Input data =>
################
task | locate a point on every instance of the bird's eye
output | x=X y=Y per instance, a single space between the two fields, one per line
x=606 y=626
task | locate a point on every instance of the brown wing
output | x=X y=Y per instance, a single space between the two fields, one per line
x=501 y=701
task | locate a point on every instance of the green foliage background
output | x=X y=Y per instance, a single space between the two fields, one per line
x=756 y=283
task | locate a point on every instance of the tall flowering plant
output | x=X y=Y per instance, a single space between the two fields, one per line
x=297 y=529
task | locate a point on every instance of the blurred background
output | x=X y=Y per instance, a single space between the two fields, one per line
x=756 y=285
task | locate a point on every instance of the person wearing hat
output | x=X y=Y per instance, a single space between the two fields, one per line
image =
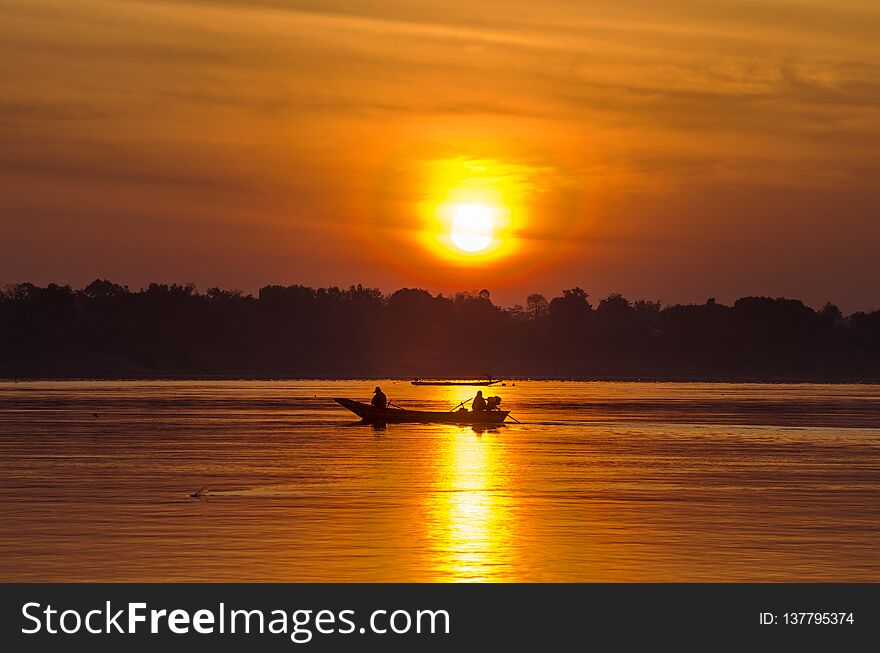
x=379 y=398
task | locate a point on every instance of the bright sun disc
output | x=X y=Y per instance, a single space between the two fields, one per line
x=472 y=226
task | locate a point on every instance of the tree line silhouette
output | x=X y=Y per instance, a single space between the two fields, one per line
x=105 y=329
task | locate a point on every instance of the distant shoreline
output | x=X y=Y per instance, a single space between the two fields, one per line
x=756 y=380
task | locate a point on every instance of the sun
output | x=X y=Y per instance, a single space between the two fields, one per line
x=472 y=227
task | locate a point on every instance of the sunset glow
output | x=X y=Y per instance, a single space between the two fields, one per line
x=251 y=143
x=472 y=226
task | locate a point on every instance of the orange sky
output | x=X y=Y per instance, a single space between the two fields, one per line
x=672 y=150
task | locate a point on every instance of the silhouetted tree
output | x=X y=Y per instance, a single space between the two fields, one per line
x=107 y=329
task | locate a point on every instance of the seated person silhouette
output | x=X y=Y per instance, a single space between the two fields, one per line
x=379 y=399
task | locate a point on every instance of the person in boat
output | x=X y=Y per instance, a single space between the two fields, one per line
x=379 y=399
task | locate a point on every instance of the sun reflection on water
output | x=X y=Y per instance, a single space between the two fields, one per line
x=470 y=511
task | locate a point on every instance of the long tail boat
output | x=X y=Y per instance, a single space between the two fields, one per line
x=483 y=383
x=393 y=415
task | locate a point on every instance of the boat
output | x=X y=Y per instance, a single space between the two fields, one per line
x=483 y=383
x=394 y=415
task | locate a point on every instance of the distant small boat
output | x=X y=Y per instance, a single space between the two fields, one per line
x=488 y=382
x=399 y=415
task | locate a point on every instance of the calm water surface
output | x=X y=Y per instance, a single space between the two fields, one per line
x=601 y=482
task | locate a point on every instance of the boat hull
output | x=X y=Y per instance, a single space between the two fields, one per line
x=398 y=416
x=482 y=383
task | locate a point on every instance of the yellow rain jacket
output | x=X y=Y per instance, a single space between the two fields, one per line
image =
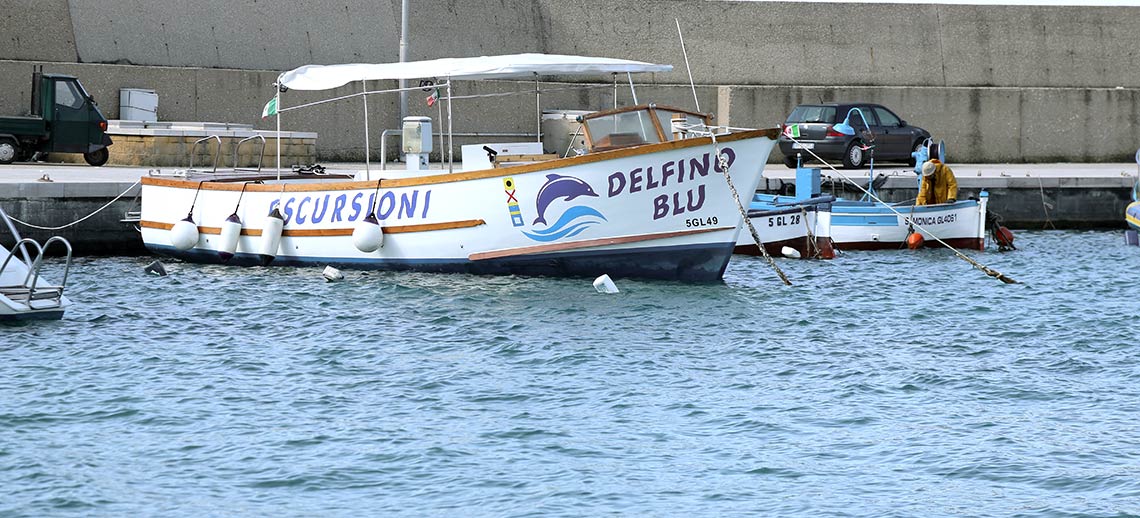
x=939 y=187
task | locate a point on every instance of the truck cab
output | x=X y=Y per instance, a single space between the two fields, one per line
x=64 y=119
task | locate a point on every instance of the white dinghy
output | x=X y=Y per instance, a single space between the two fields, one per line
x=646 y=196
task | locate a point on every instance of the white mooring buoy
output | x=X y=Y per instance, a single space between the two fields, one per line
x=185 y=234
x=270 y=236
x=368 y=235
x=604 y=284
x=332 y=274
x=230 y=231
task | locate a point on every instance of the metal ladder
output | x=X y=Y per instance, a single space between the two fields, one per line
x=30 y=290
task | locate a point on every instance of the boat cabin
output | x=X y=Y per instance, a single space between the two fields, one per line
x=635 y=126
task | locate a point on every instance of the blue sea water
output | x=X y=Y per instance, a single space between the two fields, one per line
x=881 y=383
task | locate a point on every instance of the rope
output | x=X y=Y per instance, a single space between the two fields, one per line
x=81 y=219
x=966 y=258
x=743 y=213
x=1044 y=207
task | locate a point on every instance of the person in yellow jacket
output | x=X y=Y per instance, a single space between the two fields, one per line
x=938 y=184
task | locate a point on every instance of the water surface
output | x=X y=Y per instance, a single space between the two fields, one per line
x=881 y=383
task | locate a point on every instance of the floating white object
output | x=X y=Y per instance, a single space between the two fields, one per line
x=185 y=234
x=156 y=268
x=368 y=235
x=604 y=284
x=333 y=274
x=230 y=231
x=271 y=236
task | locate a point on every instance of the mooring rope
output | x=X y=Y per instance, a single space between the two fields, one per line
x=743 y=213
x=977 y=265
x=81 y=219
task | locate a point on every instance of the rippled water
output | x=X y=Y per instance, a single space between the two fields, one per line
x=882 y=383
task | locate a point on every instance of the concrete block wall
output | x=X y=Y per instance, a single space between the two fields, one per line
x=998 y=82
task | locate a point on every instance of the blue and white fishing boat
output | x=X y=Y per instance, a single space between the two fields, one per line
x=796 y=226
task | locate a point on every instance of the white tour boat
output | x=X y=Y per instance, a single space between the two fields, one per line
x=646 y=197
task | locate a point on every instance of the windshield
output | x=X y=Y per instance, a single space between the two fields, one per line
x=806 y=113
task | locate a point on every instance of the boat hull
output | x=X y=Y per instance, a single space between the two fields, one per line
x=1132 y=216
x=659 y=211
x=874 y=226
x=804 y=229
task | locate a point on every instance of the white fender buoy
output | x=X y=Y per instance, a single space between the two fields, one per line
x=368 y=235
x=270 y=236
x=604 y=284
x=185 y=234
x=332 y=274
x=230 y=231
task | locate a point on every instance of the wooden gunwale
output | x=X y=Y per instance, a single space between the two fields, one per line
x=586 y=243
x=226 y=184
x=331 y=232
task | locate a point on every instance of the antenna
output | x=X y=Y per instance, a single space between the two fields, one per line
x=685 y=53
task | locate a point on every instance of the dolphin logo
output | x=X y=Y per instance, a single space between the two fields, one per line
x=560 y=186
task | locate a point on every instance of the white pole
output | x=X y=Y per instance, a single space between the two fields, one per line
################
Assignment => Count the lines of the material above that contain "buoy"; your reply is that number and no more.

Solution to the problem => 2